[SOURCE PASSAGE]:
At the beginning of its quarterly conference call with analysts, Genesco chairman and CEO Hal Pennington provided an overview of the details of the settlement with The Finish Line and UBS.  While the settlement calls for GCO to receive a cash payment of $175 million and a 12% equity stake in The Finish Line, Pennington said GCO would only net about $95 million to $100 million in cash in the transaction because the entire package was a taxable transaction.


Mr. Pennington discussed the reasoning behind the settlement and why they thought it was the best available alternative for GCO.  First, he said that they believed that continued litigation was not sufficiently likely to yield a better outcome to justify the delay and risk associated with it.  While he said they had won a “clear victory” in Tennessee Chancery Court in December and FINL was ordered to complete the acquisition in accordance with the merger agreement, they didn't have the cash to acquire Genesco.  He went on to say “their ability and frankly their willingness to hold UBS to its commitment was increasingly open to question.”


“While we had good arguments that the merged entity would have been solvent, both Finish Line and UBS were in a position to argue the opposite to a judge who was showing some signs of skepticism about the question,” said Pennington discussing the New York suit brought by UBS.


“If there had been an insolvency finding or UBS had otherwise succeeded in avoiding its commitment, we would have been left to pursue Finish Line for damages,” he continued. “They were prepared to argue that we could only recover out-of-pocket losses from their breach, not the merger premium.”

[EXCERPTED RECORDS]:
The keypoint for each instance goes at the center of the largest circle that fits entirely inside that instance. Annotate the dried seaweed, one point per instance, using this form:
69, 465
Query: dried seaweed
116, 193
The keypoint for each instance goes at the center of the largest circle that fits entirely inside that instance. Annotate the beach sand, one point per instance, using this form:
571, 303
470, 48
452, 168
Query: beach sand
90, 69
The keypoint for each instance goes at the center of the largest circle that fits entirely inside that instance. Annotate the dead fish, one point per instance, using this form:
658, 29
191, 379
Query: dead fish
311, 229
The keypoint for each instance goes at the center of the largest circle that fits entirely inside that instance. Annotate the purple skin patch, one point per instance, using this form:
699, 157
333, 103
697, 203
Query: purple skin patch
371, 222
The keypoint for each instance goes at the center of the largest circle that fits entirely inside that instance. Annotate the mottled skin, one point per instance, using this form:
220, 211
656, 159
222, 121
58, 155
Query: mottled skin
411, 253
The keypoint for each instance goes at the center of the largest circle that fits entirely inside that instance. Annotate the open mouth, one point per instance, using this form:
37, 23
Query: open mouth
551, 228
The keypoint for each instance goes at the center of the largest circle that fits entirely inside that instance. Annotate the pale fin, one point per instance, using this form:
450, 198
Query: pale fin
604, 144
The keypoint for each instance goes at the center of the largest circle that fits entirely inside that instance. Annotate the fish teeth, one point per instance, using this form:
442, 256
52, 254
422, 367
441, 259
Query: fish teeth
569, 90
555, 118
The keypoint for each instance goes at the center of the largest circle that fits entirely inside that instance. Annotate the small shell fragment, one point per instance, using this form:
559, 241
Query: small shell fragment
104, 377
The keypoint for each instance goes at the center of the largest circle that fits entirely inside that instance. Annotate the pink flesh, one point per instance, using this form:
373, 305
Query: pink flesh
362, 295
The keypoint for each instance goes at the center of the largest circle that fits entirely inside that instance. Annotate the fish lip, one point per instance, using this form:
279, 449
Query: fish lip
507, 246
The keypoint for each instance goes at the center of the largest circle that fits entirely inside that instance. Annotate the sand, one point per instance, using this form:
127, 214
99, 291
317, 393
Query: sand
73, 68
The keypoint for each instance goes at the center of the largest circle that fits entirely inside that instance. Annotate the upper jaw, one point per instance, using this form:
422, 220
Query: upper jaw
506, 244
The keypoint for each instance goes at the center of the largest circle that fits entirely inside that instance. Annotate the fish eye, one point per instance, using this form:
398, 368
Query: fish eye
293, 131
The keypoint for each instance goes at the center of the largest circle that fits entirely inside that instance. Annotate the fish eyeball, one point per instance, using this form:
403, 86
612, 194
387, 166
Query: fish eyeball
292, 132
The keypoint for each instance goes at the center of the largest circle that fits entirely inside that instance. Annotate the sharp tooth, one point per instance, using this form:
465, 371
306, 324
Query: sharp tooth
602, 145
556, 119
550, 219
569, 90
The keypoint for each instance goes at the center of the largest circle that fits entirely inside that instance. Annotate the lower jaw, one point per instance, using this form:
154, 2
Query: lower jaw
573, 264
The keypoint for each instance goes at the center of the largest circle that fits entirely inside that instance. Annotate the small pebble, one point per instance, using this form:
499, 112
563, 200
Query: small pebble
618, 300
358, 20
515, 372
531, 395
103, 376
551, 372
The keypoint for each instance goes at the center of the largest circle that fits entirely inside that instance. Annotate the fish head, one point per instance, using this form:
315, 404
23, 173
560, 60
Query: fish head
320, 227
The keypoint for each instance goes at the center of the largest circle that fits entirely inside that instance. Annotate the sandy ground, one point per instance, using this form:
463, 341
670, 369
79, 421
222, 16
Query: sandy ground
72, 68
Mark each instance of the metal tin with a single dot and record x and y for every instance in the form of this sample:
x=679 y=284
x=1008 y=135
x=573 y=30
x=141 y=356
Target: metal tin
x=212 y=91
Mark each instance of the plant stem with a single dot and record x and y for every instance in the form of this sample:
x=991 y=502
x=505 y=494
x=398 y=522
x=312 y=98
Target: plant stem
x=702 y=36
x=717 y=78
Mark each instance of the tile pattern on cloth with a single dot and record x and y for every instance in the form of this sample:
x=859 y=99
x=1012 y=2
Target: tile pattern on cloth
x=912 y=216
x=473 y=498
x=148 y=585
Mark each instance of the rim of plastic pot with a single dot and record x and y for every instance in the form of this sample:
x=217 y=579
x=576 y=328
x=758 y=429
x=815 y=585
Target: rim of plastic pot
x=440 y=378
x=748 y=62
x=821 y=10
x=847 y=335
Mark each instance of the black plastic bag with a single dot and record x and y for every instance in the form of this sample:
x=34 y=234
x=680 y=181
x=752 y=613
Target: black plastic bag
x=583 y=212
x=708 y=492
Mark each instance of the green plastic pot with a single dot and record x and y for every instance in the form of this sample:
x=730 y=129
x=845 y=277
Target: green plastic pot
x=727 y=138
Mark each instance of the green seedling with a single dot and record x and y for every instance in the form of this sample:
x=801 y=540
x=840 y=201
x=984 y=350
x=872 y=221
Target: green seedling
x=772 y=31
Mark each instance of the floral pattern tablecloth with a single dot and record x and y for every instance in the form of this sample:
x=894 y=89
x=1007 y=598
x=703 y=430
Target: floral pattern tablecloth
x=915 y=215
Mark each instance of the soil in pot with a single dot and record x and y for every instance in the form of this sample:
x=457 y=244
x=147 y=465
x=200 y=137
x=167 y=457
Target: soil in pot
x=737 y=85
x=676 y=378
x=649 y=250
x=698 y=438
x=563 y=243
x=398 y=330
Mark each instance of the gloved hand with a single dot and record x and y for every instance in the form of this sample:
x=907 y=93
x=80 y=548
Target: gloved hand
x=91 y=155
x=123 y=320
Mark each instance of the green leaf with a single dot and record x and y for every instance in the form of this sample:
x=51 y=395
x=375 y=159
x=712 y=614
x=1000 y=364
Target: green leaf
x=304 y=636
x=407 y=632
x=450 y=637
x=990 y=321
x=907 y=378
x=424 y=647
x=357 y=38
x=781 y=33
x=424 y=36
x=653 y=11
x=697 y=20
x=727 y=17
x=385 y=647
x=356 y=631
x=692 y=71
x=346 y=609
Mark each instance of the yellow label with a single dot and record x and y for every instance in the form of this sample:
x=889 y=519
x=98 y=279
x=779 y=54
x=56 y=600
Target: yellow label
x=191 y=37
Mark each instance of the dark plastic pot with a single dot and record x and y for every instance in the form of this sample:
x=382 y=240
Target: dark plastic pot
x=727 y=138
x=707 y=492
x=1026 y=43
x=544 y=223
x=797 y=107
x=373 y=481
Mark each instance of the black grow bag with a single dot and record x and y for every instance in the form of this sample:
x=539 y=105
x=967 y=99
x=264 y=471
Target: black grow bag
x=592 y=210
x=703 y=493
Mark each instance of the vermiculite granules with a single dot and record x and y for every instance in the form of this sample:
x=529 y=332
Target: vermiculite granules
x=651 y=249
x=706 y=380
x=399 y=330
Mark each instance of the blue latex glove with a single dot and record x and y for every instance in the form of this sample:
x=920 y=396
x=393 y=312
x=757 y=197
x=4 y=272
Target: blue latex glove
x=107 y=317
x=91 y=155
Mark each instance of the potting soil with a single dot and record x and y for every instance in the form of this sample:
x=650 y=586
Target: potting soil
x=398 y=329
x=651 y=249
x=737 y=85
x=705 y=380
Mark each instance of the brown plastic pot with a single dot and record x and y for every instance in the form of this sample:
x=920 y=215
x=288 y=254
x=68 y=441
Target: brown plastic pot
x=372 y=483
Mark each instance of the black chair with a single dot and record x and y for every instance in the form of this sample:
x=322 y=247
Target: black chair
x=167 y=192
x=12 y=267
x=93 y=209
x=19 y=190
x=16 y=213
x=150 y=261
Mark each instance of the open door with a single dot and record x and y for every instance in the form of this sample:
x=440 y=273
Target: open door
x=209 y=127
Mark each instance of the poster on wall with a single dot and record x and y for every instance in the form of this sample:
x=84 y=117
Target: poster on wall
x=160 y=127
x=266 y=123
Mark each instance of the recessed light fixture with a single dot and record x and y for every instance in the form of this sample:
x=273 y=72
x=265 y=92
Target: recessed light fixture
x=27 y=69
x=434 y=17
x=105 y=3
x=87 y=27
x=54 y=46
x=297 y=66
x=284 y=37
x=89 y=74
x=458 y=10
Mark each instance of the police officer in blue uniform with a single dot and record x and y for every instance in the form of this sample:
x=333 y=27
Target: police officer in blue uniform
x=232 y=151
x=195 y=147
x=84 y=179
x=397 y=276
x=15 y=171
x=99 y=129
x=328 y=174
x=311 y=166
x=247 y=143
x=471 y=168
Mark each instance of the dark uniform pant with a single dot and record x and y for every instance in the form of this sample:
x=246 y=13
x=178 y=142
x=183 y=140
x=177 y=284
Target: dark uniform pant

[WHAT YOU WILL DO]: Update the Genesco settlement passage, everything from "At the beginning" down to "a taxable transaction.", so that "Genesco" stands in place of "GCO".

[RESPONSE]:
At the beginning of its quarterly conference call with analysts, Genesco chairman and CEO Hal Pennington provided an overview of the details of the settlement with The Finish Line and UBS.  While the settlement calls for Genesco to receive a cash payment of $175 million and a 12% equity stake in The Finish Line, Pennington said Genesco would only net about $95 million to $100 million in cash in the transaction because the entire package was a taxable transaction.